*Data for this exercise*
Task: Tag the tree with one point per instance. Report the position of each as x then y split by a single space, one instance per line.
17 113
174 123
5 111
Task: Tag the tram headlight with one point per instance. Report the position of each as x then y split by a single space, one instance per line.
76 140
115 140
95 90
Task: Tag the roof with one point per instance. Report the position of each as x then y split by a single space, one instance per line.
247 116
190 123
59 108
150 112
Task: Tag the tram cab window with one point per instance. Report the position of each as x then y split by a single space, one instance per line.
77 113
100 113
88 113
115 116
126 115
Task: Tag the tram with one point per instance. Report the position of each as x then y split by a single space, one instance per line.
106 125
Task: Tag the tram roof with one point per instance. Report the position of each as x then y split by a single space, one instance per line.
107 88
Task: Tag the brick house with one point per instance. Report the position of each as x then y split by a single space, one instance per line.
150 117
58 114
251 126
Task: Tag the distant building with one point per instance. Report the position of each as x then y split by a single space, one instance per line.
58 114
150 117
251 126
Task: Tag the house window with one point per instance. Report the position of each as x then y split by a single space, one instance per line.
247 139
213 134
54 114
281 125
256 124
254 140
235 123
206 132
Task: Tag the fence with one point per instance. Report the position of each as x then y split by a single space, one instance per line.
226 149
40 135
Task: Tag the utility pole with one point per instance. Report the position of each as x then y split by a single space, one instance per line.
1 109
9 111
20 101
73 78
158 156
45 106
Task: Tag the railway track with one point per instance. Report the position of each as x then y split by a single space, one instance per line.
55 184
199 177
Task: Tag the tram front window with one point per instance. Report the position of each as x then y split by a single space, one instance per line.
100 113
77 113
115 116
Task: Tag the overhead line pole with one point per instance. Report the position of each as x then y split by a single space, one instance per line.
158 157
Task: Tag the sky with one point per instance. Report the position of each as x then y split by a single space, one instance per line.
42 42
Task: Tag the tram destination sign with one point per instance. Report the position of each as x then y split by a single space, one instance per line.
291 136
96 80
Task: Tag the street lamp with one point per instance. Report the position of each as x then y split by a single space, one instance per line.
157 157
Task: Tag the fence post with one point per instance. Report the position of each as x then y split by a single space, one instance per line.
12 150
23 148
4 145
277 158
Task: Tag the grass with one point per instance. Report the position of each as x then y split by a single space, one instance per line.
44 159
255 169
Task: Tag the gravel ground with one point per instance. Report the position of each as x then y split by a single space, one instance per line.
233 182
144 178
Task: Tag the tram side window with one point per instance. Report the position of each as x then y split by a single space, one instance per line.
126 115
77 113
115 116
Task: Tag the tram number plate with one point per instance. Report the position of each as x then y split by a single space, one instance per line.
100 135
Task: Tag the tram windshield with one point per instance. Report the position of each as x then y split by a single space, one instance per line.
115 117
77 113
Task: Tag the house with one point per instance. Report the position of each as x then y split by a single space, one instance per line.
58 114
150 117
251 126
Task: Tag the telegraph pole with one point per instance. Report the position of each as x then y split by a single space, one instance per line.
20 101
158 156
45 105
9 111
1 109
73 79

*Task objective*
Place each line of the listing above into a Markdown table with the columns Number and Text. Number the rows consecutively and omit any blank lines.

*Complete answer*
| Number | Text |
|---|---|
| 1 | Task: Tag the tree with one point per instance. Report the position of each as x then y split by a single space, one instance per line. |
| 2 | 17 113 |
| 3 | 174 123 |
| 4 | 5 111 |
| 5 | Task: Tag the tram headlight with one point per instance. Report the position of each as x then y split by a single space, one instance per line. |
| 6 | 76 140 |
| 7 | 115 140 |
| 8 | 95 90 |
| 9 | Task: Tag the roof with one point per instance. Report the position of each as x then y split by a single space, one instance per line. |
| 10 | 247 116 |
| 11 | 190 123 |
| 12 | 59 108 |
| 13 | 150 112 |
| 14 | Task: Tag the tram cab window with one point per instance. Report the position of each as x then y split by a single space, one instance per line. |
| 15 | 77 113 |
| 16 | 100 113 |
| 17 | 88 113 |
| 18 | 115 116 |
| 19 | 126 115 |
| 20 | Task: Tag the tram with one point per instance. Report the position of each as x then y split by a single space, one instance per line. |
| 21 | 106 125 |
| 22 | Task: Tag the tram roof with one point per instance. Report the position of each as x then y split by a single space, one instance per line. |
| 23 | 107 88 |
| 24 | Task: Tag the brick house with one point per instance. Report the position of each as x then y split by a single space, one instance per line. |
| 25 | 150 117 |
| 26 | 58 114 |
| 27 | 251 126 |
| 28 | Task: Tag the distant building with one point per instance. Report the position of each as x then y split by a single space, one instance per line. |
| 29 | 58 114 |
| 30 | 150 117 |
| 31 | 251 126 |
| 32 | Task: Tag the house window with one point per instance. Report the position of each as x then y split by a single space, one instance per line. |
| 33 | 247 139 |
| 34 | 213 134 |
| 35 | 54 114 |
| 36 | 281 125 |
| 37 | 256 124 |
| 38 | 254 140 |
| 39 | 235 123 |
| 40 | 206 132 |
| 41 | Task: Tag the fence with one point per instance. Report the position of each as x then y split by a single space, one instance per line. |
| 42 | 226 149 |
| 43 | 40 135 |
| 44 | Task: Tag the utility pole with one point per instance. Report the position of each as x then y split by a single space, one instance per line. |
| 45 | 1 109 |
| 46 | 9 111 |
| 47 | 20 101 |
| 48 | 73 78 |
| 49 | 158 156 |
| 50 | 45 106 |
| 51 | Task: Tag the railway track with one point per instance. Report the position of each as x then y split by a single space, one instance per line. |
| 52 | 55 184 |
| 53 | 199 177 |
| 54 | Task: Tag the tram front window with one point per instance. Report the position of each as x then y split by a single space, one instance per line. |
| 55 | 100 113 |
| 56 | 77 113 |
| 57 | 115 116 |
| 58 | Task: Tag the overhead line pole with one point per instance. Report the position of each as x then y split by a single space, one instance per line. |
| 59 | 158 157 |
| 60 | Task: Tag the sky with one point per instance. Report the position of each as x then y split by a single space, one instance per line. |
| 61 | 42 42 |
| 62 | Task: Tag the tram destination sign with one point per instance. Report the position of each as x then y split by a single space, one instance per line. |
| 63 | 291 136 |
| 64 | 96 80 |
| 65 | Task: Tag the street lamp with one point per instance. Report the position of each as x then y split by a single space, one instance per line. |
| 66 | 157 157 |
| 67 | Task: Tag the fence post with one point per instance. Report the position of each as x then y split by a single space, one instance per line. |
| 68 | 12 150 |
| 69 | 23 148 |
| 70 | 4 145 |
| 71 | 277 158 |
| 72 | Task: Tag the grass with one point per instance. Report the position of each as x then y split by a single space, one instance per line. |
| 73 | 44 159 |
| 74 | 255 169 |
| 75 | Task: Tag the gravel ground with one point per instance. Report the position of each as x then y split by a single space, one instance per line. |
| 76 | 233 182 |
| 77 | 144 178 |
| 78 | Task: Tag the tram side window with one point per instance. Report the position of each as x then y split by a single space, one instance per line. |
| 79 | 126 115 |
| 80 | 77 113 |
| 81 | 115 116 |
| 82 | Task: Tag the tram number plate with one point per instance. Report the position of each as x then y split by a single space, one instance per line. |
| 83 | 100 135 |
| 84 | Task: Tag the tram windshield with one point per instance. Report the position of each as x then y split by a single space, one instance per line. |
| 85 | 115 117 |
| 86 | 77 113 |
| 87 | Task: Tag the house with one point per instance. Report the position of each as x then y split by a single space, one instance per line. |
| 88 | 58 114 |
| 89 | 150 117 |
| 90 | 251 126 |
| 91 | Task: Tag the telegraph pole with one point per instance. Report the position of each as x then y split by a single space, one instance per line. |
| 92 | 20 101 |
| 93 | 158 156 |
| 94 | 45 105 |
| 95 | 9 111 |
| 96 | 1 109 |
| 97 | 73 79 |